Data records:
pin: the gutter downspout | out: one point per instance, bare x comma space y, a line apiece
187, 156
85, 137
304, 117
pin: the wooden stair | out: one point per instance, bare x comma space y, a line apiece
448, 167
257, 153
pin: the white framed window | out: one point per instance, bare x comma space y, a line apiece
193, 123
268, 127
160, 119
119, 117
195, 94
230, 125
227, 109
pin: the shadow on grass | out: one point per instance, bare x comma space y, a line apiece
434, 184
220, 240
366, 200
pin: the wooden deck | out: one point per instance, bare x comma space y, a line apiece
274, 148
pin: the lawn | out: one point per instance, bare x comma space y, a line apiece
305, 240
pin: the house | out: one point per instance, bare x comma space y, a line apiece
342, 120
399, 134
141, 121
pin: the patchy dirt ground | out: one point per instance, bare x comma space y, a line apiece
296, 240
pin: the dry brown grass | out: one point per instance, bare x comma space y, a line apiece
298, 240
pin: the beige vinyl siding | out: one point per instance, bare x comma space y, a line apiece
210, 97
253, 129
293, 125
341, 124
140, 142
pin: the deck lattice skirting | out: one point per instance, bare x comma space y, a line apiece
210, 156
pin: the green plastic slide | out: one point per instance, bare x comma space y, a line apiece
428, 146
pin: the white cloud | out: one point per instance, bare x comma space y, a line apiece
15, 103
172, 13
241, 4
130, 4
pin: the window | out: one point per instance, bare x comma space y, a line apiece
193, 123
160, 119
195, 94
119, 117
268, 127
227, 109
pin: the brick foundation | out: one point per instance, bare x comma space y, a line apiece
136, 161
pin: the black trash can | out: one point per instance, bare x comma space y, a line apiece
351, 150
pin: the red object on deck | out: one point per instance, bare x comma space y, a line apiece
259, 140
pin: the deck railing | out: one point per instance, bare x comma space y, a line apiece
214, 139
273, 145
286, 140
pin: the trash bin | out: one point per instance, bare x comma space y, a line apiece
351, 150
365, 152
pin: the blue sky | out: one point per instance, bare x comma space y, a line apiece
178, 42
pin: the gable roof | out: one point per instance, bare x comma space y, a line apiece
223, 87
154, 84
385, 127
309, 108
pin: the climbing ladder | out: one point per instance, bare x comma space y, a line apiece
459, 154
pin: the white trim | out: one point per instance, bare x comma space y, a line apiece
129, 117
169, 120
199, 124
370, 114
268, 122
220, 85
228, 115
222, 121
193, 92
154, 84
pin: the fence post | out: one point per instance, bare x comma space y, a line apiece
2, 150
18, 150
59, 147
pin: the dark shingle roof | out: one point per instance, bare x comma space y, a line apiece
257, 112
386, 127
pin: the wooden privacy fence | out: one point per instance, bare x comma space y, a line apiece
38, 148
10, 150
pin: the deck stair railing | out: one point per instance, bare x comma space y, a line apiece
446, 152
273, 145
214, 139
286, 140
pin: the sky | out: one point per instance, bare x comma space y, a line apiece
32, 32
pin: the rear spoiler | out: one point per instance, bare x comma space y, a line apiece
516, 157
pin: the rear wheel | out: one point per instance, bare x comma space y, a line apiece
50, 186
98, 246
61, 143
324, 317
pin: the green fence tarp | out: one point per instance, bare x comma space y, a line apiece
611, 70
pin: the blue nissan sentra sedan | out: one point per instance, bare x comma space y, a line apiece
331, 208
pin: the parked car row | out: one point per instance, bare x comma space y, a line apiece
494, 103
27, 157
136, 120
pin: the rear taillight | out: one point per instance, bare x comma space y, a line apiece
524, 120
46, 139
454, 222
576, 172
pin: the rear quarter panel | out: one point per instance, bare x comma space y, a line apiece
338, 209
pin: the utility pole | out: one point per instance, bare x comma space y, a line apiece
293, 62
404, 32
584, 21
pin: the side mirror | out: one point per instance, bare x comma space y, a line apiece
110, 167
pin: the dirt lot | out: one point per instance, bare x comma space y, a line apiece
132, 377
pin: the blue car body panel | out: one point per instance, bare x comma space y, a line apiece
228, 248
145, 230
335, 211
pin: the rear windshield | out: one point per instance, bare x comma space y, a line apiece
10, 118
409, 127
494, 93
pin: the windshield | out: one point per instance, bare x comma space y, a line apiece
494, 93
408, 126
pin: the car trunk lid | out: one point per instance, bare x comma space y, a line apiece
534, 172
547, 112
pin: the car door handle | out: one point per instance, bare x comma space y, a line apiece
---
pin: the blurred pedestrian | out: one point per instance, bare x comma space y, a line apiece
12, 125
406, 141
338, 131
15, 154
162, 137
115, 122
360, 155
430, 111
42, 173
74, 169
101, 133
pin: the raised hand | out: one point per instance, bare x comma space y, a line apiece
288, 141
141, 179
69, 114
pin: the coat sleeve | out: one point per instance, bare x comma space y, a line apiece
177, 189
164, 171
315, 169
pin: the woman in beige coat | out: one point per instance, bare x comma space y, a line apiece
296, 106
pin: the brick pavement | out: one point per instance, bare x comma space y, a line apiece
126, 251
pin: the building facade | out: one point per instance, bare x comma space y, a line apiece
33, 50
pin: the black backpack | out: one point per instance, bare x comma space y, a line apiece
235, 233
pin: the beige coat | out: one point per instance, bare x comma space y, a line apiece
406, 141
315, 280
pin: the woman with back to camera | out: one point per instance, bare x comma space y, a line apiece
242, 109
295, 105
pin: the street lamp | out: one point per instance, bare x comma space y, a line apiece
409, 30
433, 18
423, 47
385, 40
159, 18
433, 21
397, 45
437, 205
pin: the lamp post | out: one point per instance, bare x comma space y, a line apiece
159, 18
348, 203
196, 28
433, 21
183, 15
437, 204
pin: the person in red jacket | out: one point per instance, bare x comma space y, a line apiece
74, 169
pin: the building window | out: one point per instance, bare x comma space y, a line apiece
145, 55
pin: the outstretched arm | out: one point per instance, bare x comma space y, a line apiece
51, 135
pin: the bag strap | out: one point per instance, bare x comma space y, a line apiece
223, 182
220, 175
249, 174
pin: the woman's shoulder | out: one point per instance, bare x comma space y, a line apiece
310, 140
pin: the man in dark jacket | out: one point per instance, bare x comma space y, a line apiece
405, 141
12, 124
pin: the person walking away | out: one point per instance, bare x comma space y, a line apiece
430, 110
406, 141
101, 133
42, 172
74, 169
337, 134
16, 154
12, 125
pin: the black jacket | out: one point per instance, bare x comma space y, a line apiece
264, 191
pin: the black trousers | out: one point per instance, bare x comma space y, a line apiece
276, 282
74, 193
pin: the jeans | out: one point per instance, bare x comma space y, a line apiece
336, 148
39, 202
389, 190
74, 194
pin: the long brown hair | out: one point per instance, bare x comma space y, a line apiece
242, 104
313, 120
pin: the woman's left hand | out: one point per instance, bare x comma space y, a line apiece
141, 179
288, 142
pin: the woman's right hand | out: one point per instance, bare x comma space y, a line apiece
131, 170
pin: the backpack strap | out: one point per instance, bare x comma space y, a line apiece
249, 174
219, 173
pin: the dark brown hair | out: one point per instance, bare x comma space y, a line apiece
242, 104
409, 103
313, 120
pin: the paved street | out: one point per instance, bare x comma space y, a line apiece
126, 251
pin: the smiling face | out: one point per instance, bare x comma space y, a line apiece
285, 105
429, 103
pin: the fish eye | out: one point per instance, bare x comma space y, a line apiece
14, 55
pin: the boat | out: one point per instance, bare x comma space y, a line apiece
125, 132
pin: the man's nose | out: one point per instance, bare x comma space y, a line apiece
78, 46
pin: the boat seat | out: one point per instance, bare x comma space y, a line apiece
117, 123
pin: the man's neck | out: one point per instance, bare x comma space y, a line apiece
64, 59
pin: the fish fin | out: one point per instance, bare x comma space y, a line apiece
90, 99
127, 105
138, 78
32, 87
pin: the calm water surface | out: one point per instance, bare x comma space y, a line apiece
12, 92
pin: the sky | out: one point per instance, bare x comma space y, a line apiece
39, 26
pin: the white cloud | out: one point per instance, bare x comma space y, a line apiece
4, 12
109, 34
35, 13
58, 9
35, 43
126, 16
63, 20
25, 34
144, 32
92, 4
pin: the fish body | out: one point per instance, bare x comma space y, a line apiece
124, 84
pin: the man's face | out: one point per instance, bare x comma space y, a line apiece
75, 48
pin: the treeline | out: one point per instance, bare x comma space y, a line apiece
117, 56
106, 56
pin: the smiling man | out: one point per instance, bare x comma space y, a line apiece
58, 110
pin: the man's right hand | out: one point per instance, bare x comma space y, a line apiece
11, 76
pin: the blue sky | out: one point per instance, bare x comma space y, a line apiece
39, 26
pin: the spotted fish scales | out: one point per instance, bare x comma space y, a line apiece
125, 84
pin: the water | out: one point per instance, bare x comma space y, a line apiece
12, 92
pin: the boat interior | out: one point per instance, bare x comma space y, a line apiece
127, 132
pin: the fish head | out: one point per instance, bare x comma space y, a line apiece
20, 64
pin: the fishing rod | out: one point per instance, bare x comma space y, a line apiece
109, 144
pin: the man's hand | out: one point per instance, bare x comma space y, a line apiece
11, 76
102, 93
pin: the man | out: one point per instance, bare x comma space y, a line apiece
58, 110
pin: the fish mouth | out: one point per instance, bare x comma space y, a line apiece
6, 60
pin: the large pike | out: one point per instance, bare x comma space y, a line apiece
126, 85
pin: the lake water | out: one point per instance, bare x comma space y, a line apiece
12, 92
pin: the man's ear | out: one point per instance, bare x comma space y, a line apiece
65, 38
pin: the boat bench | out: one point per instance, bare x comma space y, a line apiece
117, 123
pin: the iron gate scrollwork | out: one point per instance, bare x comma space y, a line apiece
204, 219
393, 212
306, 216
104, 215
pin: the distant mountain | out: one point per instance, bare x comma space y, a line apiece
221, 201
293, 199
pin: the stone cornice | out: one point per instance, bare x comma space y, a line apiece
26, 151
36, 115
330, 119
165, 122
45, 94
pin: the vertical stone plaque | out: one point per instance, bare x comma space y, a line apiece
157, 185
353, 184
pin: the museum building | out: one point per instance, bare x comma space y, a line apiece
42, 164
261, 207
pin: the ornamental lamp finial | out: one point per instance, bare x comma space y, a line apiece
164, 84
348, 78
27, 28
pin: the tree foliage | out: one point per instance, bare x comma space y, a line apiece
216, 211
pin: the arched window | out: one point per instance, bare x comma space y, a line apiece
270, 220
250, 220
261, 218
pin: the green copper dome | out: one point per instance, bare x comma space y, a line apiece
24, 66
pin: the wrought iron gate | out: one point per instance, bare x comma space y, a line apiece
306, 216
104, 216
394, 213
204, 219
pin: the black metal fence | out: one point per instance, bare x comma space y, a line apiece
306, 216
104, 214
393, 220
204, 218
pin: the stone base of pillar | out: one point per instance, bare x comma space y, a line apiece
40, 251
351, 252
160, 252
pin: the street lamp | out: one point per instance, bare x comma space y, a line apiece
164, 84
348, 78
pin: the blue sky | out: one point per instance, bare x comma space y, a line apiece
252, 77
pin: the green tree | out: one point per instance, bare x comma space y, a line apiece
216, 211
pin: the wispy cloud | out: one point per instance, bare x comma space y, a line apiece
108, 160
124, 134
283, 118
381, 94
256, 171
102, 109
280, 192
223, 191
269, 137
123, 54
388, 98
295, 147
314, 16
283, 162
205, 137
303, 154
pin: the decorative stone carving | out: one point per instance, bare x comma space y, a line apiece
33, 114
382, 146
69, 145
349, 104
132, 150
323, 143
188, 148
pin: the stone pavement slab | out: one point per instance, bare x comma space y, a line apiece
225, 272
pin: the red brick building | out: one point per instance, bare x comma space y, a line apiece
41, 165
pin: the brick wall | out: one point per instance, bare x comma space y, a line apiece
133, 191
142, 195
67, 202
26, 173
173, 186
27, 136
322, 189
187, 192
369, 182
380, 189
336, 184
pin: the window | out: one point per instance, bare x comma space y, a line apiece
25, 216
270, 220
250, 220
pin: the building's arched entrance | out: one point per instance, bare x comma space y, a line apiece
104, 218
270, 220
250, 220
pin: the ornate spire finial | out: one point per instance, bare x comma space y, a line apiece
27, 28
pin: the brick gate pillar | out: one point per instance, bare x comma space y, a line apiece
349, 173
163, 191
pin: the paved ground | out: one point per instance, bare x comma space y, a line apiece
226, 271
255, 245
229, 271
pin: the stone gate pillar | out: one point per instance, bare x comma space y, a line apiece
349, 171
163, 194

* _Direction_
Report every line of the entries above that contains the word "person", matching case exactly.

* _Written reply_
pin: the person in red jacket | out: one point per instance, bare x comma space y, a line apiece
pin: the person walking away | out: one point per instance, bare x comma space y, a line apiece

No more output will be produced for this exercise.